:: REQUIREMENT ::
Everything from the line that contains "Exercise. Identify every instance of the large" through the final line of the records should be written out exactly, and nothing outside that span.

Pointing and labeling entries:

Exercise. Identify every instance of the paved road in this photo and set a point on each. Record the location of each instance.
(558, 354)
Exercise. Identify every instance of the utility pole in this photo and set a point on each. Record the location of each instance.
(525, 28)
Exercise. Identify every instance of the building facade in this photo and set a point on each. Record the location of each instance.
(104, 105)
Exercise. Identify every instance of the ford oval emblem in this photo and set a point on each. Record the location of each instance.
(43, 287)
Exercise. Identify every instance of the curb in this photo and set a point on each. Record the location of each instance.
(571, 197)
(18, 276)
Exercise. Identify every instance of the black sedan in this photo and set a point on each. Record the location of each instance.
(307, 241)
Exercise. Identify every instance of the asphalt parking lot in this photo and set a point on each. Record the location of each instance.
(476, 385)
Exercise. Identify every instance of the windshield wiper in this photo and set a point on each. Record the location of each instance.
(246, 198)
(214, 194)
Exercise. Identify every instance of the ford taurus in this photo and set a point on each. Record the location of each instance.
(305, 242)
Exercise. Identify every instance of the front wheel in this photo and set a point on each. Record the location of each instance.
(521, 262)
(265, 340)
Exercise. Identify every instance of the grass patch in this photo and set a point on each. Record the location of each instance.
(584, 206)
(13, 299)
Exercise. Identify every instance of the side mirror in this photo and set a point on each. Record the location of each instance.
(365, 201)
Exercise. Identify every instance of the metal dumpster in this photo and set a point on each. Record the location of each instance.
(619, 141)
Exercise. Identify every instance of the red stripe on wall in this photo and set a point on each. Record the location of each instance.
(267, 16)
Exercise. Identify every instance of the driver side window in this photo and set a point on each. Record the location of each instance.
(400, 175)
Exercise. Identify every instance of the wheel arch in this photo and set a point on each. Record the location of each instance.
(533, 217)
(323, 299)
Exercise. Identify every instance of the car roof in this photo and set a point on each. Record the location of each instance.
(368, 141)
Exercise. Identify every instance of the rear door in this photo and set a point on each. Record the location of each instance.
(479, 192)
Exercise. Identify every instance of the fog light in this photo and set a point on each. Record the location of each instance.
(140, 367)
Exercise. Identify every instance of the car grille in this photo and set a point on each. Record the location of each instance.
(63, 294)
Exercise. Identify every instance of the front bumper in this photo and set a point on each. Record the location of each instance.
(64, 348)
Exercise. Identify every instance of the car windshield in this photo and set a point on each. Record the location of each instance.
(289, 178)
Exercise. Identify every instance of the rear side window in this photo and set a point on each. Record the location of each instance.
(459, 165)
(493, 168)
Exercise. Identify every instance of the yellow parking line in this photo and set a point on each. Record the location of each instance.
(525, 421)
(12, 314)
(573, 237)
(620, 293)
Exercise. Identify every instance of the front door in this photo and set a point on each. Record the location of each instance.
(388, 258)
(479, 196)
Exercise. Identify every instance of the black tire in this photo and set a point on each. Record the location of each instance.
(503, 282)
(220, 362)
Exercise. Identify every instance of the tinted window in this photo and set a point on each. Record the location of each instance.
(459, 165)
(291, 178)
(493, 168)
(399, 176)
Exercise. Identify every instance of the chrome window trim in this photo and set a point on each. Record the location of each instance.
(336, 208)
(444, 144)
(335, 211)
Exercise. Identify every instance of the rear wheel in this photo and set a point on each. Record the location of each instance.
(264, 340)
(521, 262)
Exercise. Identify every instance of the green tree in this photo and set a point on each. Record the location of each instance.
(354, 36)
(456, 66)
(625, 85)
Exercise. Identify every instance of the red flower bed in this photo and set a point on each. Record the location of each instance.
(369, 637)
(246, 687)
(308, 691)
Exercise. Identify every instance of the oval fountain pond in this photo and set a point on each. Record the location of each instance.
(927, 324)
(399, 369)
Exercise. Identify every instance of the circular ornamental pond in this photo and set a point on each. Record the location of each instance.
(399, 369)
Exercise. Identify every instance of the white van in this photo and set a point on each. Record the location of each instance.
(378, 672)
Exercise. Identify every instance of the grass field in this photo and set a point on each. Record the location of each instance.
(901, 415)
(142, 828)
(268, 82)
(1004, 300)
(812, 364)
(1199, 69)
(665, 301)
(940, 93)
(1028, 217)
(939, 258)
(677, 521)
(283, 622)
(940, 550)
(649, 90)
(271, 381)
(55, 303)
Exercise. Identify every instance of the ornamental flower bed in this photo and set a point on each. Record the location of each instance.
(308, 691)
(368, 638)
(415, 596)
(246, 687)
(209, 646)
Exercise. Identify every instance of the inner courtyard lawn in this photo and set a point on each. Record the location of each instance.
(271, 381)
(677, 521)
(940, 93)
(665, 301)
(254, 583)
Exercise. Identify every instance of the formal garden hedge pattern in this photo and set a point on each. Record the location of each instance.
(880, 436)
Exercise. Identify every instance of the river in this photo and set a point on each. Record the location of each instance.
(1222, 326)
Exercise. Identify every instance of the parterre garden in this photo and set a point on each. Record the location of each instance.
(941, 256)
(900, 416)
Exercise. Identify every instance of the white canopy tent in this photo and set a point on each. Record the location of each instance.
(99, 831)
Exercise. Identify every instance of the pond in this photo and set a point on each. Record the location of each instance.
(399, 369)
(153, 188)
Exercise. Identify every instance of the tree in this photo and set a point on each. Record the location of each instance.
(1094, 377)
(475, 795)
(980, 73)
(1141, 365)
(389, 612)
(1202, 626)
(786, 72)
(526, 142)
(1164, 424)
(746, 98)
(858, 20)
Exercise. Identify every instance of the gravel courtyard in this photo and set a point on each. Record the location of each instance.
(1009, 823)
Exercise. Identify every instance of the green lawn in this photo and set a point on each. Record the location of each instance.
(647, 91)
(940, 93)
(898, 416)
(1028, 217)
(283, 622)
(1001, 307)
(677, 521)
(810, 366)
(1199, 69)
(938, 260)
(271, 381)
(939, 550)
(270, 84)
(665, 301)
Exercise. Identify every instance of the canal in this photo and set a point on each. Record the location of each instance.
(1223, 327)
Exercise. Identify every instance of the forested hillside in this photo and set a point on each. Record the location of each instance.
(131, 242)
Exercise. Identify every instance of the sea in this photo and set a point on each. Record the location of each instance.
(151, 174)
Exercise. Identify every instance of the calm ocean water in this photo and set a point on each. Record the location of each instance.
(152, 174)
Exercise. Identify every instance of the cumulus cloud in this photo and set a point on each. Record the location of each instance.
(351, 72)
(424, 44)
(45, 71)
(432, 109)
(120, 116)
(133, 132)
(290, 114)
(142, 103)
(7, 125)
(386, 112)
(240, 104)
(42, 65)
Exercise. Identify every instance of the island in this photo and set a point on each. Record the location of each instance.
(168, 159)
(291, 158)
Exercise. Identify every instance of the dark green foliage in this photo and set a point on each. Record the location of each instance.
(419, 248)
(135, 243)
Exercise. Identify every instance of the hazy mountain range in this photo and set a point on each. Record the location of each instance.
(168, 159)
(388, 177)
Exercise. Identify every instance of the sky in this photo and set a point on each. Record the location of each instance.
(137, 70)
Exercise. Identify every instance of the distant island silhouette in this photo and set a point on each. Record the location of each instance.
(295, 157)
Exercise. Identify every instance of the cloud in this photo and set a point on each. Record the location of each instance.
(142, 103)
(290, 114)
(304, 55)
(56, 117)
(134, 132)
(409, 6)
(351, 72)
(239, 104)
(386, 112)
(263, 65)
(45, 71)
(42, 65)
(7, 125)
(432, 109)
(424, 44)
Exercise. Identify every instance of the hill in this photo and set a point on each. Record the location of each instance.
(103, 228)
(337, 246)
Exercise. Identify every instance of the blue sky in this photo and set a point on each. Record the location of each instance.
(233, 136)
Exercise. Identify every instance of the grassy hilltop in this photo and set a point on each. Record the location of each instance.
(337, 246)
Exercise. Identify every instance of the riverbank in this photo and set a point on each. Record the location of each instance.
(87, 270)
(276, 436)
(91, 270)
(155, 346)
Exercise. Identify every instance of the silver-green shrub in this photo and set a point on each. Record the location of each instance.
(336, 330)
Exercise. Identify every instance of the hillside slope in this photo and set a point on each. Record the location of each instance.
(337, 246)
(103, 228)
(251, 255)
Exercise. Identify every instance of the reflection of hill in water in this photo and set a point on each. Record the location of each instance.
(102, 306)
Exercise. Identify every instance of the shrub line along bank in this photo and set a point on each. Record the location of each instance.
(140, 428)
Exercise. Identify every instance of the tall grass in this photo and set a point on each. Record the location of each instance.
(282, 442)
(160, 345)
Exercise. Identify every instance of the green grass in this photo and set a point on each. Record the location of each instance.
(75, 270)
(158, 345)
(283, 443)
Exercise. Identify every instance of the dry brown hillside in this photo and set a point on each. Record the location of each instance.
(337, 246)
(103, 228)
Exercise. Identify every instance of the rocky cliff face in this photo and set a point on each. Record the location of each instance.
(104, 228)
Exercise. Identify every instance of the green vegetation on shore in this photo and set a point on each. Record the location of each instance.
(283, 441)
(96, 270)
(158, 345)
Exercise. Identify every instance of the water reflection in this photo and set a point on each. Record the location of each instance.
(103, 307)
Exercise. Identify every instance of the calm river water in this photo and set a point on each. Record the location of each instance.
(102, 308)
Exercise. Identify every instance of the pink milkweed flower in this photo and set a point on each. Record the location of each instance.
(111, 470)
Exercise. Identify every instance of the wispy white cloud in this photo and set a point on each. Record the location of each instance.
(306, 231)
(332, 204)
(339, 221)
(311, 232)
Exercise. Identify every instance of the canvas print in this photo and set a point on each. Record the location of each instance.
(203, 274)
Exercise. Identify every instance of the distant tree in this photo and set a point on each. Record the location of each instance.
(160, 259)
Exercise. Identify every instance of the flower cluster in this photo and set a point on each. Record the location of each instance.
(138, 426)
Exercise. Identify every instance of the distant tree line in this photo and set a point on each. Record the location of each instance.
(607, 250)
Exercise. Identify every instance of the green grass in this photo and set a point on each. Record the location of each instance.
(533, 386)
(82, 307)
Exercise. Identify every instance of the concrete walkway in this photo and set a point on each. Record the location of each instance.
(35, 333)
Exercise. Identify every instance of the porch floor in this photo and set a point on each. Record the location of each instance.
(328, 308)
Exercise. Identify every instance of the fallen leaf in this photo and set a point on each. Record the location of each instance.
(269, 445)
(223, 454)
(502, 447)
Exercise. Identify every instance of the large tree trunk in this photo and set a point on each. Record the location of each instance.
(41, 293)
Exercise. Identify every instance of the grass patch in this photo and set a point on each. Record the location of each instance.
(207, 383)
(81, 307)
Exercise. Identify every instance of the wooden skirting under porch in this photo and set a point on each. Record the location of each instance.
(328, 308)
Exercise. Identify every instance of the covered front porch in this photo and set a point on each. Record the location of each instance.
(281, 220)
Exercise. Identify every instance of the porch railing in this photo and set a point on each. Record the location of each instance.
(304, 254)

:: RESPONSE FOR THIS EXERCISE ::
Exercise. Identify every instance of the large tree trunk in this photo and set a point on each. Record the location of each instance.
(41, 293)
Exercise. Identify every instance of the grass patch in this photo and set a point on each. Record the location of each instance.
(207, 383)
(81, 307)
Exercise. Identify every instance of the wooden skirting under porch in this photo and set a point on each. Record the location of each instance.
(328, 308)
Exercise. Identify every instance of the covered front porch in this photo and set a point on each. Record the location of each instance.
(281, 220)
Exercise. Identify every instance of the porch railing in this photo and set a point on each. Record the location of each instance.
(304, 254)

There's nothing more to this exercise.